Extrait de page:
....
En ce temps de confinement, on aime à se plonger dans les rayons de sa bibliothèque pour en redécouvrir les richesses. C’est ainsi que j’ai de nouveau feuilleté avec admiration le très bel ouvrage, offert par un de mes amis l’année dernière. Intitulé Harmoniques, cette œuvre est de la main de son père, Albert Picard, qui en a créé les 10 gravures  originales en couleurs et écrit les poèmes qui les accompagnent. Alain Tapié (Conservateur du musée des Beaux-Arts de Caen) et Patrick Malvezin ont rédigé la préface de cette œuvre, qui se présente dans un superbe coffret cartonné noir, avec une empreinte en cuir marron clair représentant le signe de la Balance. Elle fut tirée à 90 exemplaires numérotés, sur Velin d’Arches pur chiffon en novembre 1989 et porte le numéro 62. Le tirage en fut réalisé sur les presses de l’atelier La Clef à Usson par Sauxillages. Quant à l’impression des textes et la reliure-coffret, elles furent réalisées par l’Imprimerie Watel à Brioude. C’est ce qu’on appelle un Beau livre !

Alain Tapié et Patrick Malvezin nous font pénétrer avec subtilité dans les arcanes de l’œuvre d’Albert Picard. Selon le premier, ce qu’il appelle les « formes pensées » de l’artiste est le résultat d’un travail qui fait voyager « la forme-objet au gré des terroirs d’expression, peinture, sculpture, gravure, tapisserie… » La tapisserie fut aussi au cœur de l’œuvre d’Albert Picard ; en témoignent toutes celles qui tapissent de manière lumineuse les murs de la maison de mon ami.

Albert Picard, « humaniste », propose avec Harmoniques un projet polyvalent, inspiré par la forme-lumière, chère à Delaunay, et par le peintre Albert Gleizes, un des fondateurs du cubisme. Pour ce dernier, il s’agit de « contenir la forme dans le dessin constructeur et [de] conférer à la couleur le statut d’un solide, allégé de la séduction ». Ainsi les « formes pensées » d’Albert Picard s’attachent « à dissoudre la structure de la lumière, à signaler par le relief la vocation monumentale de cette structure ».
....
Jeu de données:
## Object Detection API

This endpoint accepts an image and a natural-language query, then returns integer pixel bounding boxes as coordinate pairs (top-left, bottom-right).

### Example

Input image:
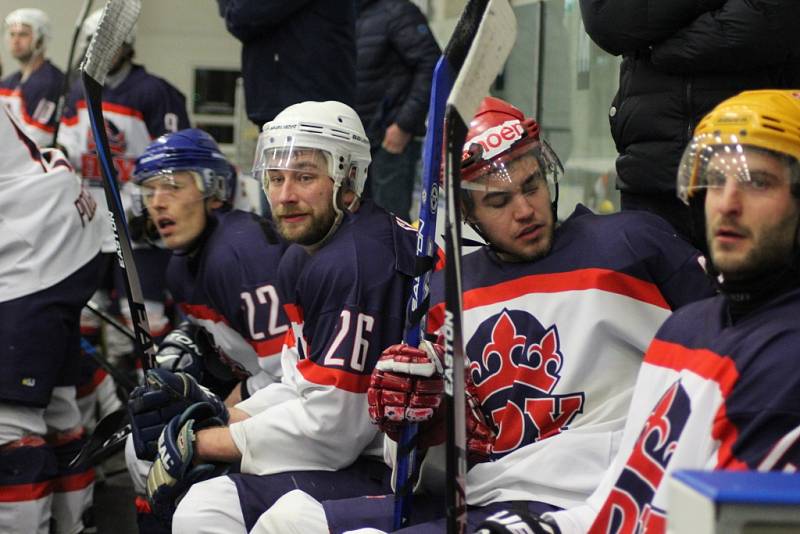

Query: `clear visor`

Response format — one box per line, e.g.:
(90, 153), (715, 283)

(137, 171), (208, 208)
(461, 139), (564, 198)
(253, 136), (334, 190)
(677, 134), (800, 204)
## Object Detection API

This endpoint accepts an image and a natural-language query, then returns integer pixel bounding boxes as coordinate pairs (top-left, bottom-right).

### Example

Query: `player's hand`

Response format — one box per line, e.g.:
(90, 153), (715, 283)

(367, 341), (444, 448)
(128, 368), (228, 460)
(474, 510), (561, 534)
(147, 402), (225, 525)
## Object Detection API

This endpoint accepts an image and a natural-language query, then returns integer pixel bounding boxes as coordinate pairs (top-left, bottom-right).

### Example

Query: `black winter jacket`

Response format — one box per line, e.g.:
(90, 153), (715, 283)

(356, 0), (441, 146)
(217, 0), (356, 125)
(581, 0), (800, 194)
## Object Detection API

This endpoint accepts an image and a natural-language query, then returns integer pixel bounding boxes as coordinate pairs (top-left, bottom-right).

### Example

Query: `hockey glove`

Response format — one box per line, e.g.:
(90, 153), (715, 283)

(128, 368), (228, 461)
(147, 402), (227, 525)
(367, 341), (444, 448)
(474, 510), (561, 534)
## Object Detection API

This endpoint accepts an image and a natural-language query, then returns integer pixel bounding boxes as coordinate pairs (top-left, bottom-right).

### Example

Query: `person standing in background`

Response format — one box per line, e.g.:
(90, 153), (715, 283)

(217, 0), (356, 129)
(356, 0), (441, 220)
(0, 7), (64, 147)
(580, 0), (800, 249)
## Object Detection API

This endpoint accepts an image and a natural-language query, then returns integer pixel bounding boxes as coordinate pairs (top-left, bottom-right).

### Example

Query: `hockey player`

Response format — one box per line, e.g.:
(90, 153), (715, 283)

(134, 128), (289, 406)
(58, 9), (189, 352)
(0, 7), (64, 147)
(0, 105), (102, 534)
(126, 128), (289, 532)
(131, 102), (415, 532)
(468, 90), (800, 533)
(260, 97), (712, 533)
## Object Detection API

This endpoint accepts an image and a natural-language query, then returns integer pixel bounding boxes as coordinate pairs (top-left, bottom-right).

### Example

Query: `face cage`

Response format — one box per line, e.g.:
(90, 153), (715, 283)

(461, 138), (564, 202)
(677, 134), (800, 205)
(133, 169), (231, 213)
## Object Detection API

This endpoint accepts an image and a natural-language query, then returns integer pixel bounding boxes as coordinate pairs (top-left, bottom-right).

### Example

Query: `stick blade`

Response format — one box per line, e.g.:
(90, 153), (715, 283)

(447, 0), (517, 124)
(81, 0), (142, 85)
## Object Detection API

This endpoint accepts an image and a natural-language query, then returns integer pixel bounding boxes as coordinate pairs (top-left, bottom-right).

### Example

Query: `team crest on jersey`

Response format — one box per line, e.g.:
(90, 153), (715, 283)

(589, 381), (691, 534)
(467, 309), (584, 458)
(81, 120), (136, 182)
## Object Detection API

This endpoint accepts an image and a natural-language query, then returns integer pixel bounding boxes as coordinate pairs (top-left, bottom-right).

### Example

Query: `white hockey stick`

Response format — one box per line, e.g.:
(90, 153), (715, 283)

(443, 0), (517, 534)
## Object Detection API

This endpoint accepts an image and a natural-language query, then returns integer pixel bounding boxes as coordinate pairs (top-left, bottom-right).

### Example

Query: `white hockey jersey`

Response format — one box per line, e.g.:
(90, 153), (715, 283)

(0, 109), (105, 302)
(416, 206), (712, 507)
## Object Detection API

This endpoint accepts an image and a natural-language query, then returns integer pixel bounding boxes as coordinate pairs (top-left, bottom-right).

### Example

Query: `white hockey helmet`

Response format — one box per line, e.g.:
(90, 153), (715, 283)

(253, 101), (372, 213)
(5, 7), (52, 53)
(81, 7), (136, 46)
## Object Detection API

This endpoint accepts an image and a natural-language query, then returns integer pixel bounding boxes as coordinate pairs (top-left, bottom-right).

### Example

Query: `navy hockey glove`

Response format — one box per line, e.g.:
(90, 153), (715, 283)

(128, 368), (228, 461)
(147, 402), (227, 525)
(474, 510), (561, 534)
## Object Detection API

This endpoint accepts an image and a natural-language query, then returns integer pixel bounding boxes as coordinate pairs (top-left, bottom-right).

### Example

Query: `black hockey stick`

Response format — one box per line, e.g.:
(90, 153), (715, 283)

(81, 0), (155, 370)
(86, 300), (136, 341)
(50, 0), (93, 147)
(71, 0), (150, 474)
(442, 0), (517, 534)
(81, 338), (136, 393)
(69, 408), (131, 467)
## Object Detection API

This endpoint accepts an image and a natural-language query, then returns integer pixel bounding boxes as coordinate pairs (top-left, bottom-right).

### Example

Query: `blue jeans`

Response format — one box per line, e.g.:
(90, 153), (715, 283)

(367, 139), (422, 221)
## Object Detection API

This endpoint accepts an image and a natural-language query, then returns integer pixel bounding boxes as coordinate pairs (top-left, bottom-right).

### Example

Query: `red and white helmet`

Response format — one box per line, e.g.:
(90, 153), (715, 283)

(461, 96), (564, 215)
(5, 7), (52, 53)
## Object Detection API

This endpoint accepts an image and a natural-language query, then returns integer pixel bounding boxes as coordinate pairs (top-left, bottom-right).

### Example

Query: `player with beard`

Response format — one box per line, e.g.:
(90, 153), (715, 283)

(0, 7), (64, 147)
(262, 97), (713, 533)
(138, 102), (416, 532)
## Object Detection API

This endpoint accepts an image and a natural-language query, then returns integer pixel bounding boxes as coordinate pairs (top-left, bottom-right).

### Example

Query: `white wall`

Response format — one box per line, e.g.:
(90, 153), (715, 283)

(0, 0), (241, 122)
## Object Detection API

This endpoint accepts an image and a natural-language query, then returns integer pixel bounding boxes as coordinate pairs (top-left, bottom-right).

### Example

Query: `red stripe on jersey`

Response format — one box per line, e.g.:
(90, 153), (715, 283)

(0, 480), (53, 502)
(180, 303), (228, 324)
(297, 359), (370, 393)
(644, 339), (748, 469)
(53, 468), (94, 493)
(283, 304), (303, 324)
(253, 335), (286, 358)
(75, 100), (144, 120)
(428, 269), (670, 338)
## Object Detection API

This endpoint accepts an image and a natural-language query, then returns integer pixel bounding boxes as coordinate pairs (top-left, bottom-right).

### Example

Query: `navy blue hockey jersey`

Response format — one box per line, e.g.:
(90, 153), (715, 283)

(230, 202), (416, 474)
(555, 290), (800, 534)
(428, 206), (713, 507)
(167, 210), (289, 393)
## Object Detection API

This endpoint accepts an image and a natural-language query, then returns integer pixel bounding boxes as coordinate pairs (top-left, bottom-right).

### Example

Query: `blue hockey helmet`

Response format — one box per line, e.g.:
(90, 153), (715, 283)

(133, 128), (236, 204)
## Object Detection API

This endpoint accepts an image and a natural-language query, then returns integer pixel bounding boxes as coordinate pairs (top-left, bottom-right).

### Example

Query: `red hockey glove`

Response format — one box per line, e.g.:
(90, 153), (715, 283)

(367, 341), (444, 448)
(367, 341), (496, 463)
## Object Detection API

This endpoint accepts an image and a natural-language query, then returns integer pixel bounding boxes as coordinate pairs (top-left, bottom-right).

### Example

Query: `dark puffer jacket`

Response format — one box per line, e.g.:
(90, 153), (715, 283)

(356, 0), (441, 146)
(217, 0), (356, 126)
(581, 0), (800, 194)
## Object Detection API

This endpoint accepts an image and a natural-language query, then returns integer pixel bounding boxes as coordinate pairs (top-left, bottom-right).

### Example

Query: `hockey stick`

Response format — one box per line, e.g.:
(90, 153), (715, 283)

(81, 338), (136, 393)
(69, 408), (131, 467)
(442, 0), (517, 534)
(81, 0), (155, 370)
(50, 0), (93, 148)
(86, 300), (136, 340)
(393, 7), (490, 530)
(393, 56), (453, 530)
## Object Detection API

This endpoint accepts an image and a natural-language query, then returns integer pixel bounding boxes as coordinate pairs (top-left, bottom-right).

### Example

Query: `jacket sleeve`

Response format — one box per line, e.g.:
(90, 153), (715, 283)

(580, 0), (725, 56)
(389, 2), (441, 136)
(651, 0), (800, 74)
(222, 0), (312, 42)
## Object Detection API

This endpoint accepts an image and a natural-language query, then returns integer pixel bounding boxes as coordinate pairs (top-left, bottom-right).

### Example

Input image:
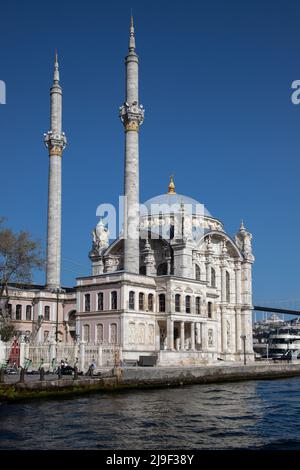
....
Travail demandé:
1. Répondez aux questions suivantes à partir du texte sur Harmoniques :
(a) À combien d'exemplaires numérotés l'ouvrage a-t-il été tiré ?
(b) Quelle fonction est attribuée à Alain Tapié ?
(c) De quel mouvement Albert Gleizes est-il présenté comme l'un des fondateurs ?
2. Imprimez sans aucune modification le passage du texte sur Harmoniques qui va de « Alain Tapié et » jusqu'à « de mon ami. » inclus.
Les items n'ont aucun rapport avec le texte sur Harmoniques.

Corrigé:
1.
(a) 90 exemplaires.
(b) Conservateur du musée des Beaux-Arts de Caen.
(c) Le cubisme.

2.
Alain Tapié et Patrick Malvezin nous font pénétrer avec subtilité dans les arcanes de l’œuvre d’Albert Picard. Selon le premier, ce qu’il appelle les « formes pensées » de l’artiste est le résultat d’un travail qui fait voyager « la forme-objet au gré des terroirs d’expression, peinture, sculpture, gravure, tapisserie… » La tapisserie fut aussi au cœur de l’œuvre d’Albert Picard ; en témoignent toutes celles qui tapissent de manière lumineuse les murs de la maison de mon ami.